Records drawn from a dataset
BEGIN

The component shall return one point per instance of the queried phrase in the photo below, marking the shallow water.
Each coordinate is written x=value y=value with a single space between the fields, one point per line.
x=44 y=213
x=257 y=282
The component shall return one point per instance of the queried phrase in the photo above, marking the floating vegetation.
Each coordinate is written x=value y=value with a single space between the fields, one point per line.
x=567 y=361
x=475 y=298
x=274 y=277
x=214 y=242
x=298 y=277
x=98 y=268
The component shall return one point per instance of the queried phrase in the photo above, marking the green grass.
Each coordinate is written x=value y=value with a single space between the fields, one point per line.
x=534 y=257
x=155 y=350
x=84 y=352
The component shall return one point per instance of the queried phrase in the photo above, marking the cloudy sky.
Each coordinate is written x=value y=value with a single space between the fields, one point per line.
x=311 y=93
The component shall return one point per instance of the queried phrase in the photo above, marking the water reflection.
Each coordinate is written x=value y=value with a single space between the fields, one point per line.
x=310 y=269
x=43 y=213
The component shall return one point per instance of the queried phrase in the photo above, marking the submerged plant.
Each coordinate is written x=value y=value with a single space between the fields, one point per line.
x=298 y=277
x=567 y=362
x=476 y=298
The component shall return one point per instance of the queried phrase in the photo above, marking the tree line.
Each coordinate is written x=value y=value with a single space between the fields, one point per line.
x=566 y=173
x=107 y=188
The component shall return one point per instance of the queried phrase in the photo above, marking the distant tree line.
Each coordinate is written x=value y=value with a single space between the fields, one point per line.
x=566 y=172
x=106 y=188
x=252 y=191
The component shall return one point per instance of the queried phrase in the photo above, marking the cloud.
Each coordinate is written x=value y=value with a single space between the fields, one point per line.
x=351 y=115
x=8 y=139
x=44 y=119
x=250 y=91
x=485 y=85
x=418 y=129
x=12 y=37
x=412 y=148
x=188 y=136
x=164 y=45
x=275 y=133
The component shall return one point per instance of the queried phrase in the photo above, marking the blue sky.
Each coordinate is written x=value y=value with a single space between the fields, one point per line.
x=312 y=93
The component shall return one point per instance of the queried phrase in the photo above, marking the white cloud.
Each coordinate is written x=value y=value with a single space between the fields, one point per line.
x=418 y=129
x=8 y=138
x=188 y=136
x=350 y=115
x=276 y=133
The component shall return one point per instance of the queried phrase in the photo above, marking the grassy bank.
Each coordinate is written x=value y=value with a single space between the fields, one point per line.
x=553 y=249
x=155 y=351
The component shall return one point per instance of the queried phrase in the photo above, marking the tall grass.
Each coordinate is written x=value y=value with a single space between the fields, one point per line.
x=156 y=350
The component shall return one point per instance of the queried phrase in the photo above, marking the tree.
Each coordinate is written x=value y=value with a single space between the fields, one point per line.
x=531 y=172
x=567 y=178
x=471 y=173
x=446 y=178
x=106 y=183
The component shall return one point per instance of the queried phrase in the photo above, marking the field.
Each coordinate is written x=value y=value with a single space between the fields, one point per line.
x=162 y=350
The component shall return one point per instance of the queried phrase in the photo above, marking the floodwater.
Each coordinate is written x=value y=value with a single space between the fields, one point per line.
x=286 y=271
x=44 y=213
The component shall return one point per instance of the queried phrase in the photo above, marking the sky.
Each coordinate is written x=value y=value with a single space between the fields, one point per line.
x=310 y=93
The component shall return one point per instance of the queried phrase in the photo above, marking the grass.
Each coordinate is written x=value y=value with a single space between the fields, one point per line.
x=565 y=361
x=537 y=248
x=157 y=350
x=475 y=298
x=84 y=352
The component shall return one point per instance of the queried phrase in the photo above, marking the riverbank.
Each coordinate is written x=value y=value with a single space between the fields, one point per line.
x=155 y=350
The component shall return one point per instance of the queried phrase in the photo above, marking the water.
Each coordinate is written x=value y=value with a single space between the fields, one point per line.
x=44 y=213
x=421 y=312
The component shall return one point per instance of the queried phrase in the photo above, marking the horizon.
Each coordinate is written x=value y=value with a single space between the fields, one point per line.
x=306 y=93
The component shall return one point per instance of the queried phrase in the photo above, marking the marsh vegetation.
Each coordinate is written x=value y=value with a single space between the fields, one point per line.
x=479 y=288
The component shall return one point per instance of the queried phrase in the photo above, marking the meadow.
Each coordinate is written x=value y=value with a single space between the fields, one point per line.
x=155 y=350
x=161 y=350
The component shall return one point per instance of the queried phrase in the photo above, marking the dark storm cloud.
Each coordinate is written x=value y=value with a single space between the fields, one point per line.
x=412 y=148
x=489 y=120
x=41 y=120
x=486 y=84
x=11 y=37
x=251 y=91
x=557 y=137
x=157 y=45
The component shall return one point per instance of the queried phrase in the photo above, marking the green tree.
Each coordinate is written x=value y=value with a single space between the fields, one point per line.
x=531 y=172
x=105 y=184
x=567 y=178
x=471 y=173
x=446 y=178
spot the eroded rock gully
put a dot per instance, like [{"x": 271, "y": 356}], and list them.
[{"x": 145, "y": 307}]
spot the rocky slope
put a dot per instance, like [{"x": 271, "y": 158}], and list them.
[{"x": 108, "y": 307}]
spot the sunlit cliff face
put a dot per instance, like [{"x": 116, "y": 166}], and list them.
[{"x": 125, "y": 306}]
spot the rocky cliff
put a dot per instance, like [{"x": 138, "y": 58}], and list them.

END

- **PROBLEM STATEMENT**:
Retype the entries exactly from the first line, stopping after the line with "distant tree line.".

- **RESULT OF THE EXERCISE**:
The component shall return one point per instance of the queried phrase in the photo below, marking the shallow water.
Each coordinate is written x=value y=value with a single space between the fields, one point per line.
x=44 y=213
x=257 y=282
The component shall return one point per instance of the queried phrase in the photo above, marking the floating vegetation.
Each coordinate is written x=value y=value with a single space between the fields, one point per line.
x=567 y=361
x=475 y=298
x=274 y=277
x=214 y=242
x=298 y=277
x=98 y=268
The component shall return one point per instance of the queried phrase in the photo above, marking the green grass.
Each coordinate is written x=value y=value with a single space between the fields, one point per line.
x=534 y=257
x=155 y=350
x=84 y=352
The component shall return one point per instance of the queried phrase in the photo above, marking the cloudy sky.
Each coordinate is written x=value y=value with a single space between the fields, one point per line.
x=311 y=93
The component shall return one point per instance of the queried phrase in the photo above, marking the water reflection.
Each coordinate is written x=value y=value with a single space between the fields, one point per line.
x=310 y=269
x=43 y=213
The component shall return one point per instance of the queried phrase in the photo above, marking the submerged plant.
Each coordinate is written x=value y=value with a single space between the fields, one point per line.
x=298 y=277
x=567 y=362
x=476 y=298
The component shall return one point per instance of the queried phrase in the photo above, marking the tree line.
Each coordinate is written x=value y=value with a single space between the fields, one point per line.
x=566 y=173
x=107 y=188
The component shall return one point per instance of the queried phrase in the photo above, marking the distant tree line.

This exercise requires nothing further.